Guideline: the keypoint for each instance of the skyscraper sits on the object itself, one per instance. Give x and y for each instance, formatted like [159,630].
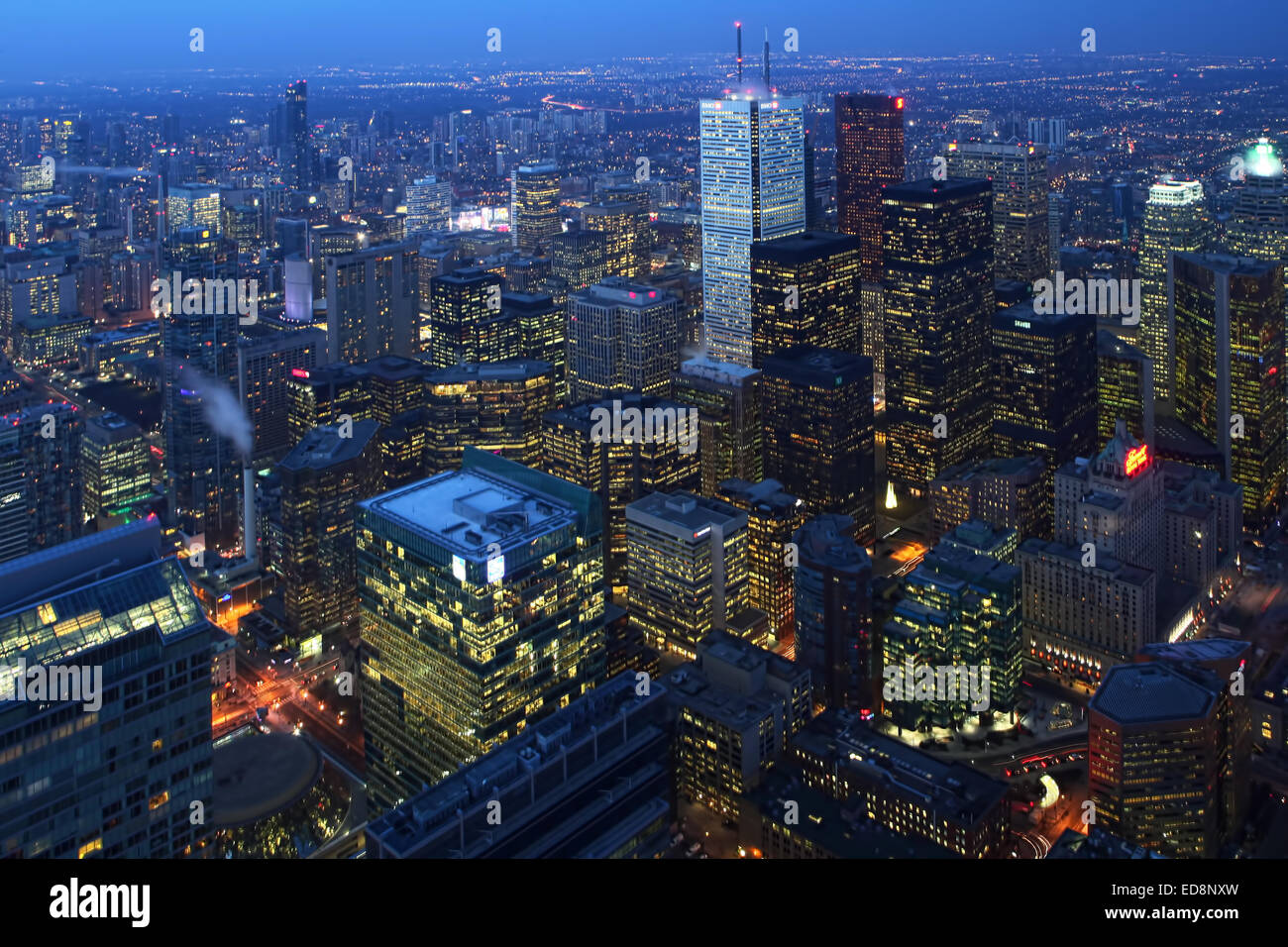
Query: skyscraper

####################

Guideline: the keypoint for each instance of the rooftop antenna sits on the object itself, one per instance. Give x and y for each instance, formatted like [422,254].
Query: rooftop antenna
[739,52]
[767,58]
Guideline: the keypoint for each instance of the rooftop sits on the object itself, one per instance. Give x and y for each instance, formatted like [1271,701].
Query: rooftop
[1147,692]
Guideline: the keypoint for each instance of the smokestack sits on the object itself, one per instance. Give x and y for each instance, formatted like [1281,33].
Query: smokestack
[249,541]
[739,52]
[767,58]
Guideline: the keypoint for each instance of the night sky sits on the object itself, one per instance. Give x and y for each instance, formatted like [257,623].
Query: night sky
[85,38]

####################

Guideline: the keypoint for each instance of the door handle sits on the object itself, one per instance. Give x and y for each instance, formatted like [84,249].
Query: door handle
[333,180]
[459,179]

####################

**Task brief**
Can you rewrite the records from the line with "Guideline: the keypoint for each instance of the skyscraper" up to and including the line with "Query: skyscraper", changing "skyscraper" to "office tower" and keeping everything else the same? Leave the pictures out of your answer.

**Written response**
Guideline: the keypoint for each instance of the office tower sits on the object itself, one per instance. Give x and y for each instance, formatted like [159,630].
Query: office tower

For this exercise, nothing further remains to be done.